::: Page

Ray Tracing#
The ray-tracing modules handle ray tracing simulations, PSF analysis and I/O.
ray_tracing#
Ray tracing simulations and analysis.
- class ray_tracing.ray_tracing.RayTracing(telescope_model, site_model, simtel_path, label=None, zenith_angle=<Quantity 20. deg>, off_axis_angle=<Quantity [0.] deg>, source_distance=<Quantity 10. km>, single_mirror_mode=False, use_random_focal_length=False, random_focal_length_seed=None, mirror_numbers='all')[source]#
Ray tracing simulations and analysis.
- Parameters:
- telescope_model: TelescopeModel
telescope model
- site_model: SiteModel
site model
- simtel_path: str (or Path)
Location of sim_telarray installation.
- label: str
label used for output file naming.
- zenith_angle: astropy.units.Quantity
Zenith angle.
- off_axis_angle: list of astropy.units.Quantity
Off-axis angles.
- source_distance: astropy.units.Quantity
Source distance.
- single_mirror_mode: bool
Single mirror mode flag.
- use_random_focal_length: bool
Use random focal length flag.
- random_focal_length_seed: int
Seed for the random number generator used for focal length variation.
- mirror_numbers: list, str
List of mirror numbers (or ‘all’).
- analyze(export=True, force=False, use_rx=False, no_tel_transmission=False, containment_fraction=0.8)[source]#
Ray tracing analysis.
Involves the following: read simtel files, compute PSFs and eff areas, store the results in _results.
- Parameters:
- export: bool
If True, results will be exported to a file automatically. Alternatively, export_results function can be used.
- force: bool
If True, existing results files will be removed and analysis will be done again.
- use_rx: bool
If True, calculations are done using the rx binary provided by sim_telarray. If False, calculations are done internally, by the module psf_analysis.
- no_tel_transmission: bool
If True, the telescope transmission is not applied.
- containment_fraction: float
Containment fraction for PSF containment calculation. Allowed values are in the interval [0,1]
- get_mean(key)[source]#
Get mean value of key.
- Parameters:
- key: str
d80_cm, d80_deg, eff_area or eff_flen
- Returns:
- float
Mean value of key.
- Raises:
- KeyError
If key is not among the valid options.
- get_std_dev(key)[source]#
Get std dev of key.

::::::
::: Given entries

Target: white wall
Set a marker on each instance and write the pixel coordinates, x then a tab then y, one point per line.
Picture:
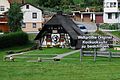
113	10
110	9
27	14
6	4
113	20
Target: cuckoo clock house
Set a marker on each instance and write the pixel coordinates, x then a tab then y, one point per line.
32	18
88	15
111	11
59	30
4	6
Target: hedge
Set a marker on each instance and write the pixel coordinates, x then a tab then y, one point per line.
13	39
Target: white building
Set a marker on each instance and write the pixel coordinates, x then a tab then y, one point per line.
111	11
32	18
4	6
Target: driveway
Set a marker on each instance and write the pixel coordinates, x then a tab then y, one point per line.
91	27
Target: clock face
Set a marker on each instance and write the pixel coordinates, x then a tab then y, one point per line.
55	38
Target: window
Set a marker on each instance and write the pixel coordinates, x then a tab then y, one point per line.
34	15
111	4
2	8
34	25
116	15
23	25
109	15
119	5
27	6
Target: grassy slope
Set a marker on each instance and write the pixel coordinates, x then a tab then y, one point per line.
67	69
116	33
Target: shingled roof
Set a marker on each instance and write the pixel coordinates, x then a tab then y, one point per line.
18	1
68	25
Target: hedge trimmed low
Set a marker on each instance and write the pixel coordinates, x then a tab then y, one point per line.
13	39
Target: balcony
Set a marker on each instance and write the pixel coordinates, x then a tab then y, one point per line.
3	19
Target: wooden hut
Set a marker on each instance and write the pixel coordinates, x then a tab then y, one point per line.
60	30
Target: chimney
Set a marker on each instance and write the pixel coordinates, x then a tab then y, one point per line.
23	2
60	13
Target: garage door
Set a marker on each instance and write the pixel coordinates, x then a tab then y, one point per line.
86	18
99	18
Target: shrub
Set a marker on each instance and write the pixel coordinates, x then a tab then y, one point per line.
13	39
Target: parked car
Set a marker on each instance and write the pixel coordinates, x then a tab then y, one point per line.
82	28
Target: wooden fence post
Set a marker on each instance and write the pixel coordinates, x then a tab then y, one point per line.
81	54
95	54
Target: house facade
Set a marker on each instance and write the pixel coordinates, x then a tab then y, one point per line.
4	6
96	17
59	30
32	18
111	11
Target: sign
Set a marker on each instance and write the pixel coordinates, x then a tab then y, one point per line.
96	41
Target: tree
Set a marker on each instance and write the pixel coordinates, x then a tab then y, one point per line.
15	16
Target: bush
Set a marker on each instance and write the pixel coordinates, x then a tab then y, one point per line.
13	39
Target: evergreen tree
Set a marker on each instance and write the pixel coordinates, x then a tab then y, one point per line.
15	16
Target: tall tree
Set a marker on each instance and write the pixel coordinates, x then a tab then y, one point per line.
15	16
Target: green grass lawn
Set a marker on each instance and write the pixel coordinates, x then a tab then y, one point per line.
116	33
69	68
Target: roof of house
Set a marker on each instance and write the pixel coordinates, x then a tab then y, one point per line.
31	5
18	1
118	0
68	25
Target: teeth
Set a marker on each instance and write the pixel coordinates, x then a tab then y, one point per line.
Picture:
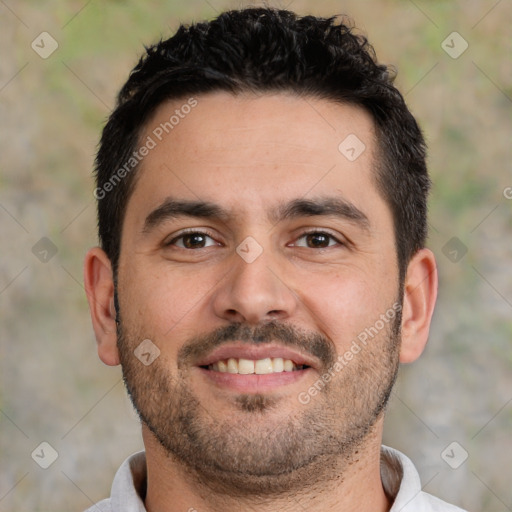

::::::

• **Task brief**
From the ray tracing page, retype the passage that opens with the words "- mirror_numbers: list, str" and ends with the words "results in _results.".

• **Response**
- mirror_numbers: list, str
List of mirror numbers (or ‘all’).
- analyze(export=True, force=False, use_rx=False, no_tel_transmission=False, containment_fraction=0.8)[source]#
Ray tracing analysis.
Involves the following: read simtel files, compute PSFs and eff areas, store the results in _results.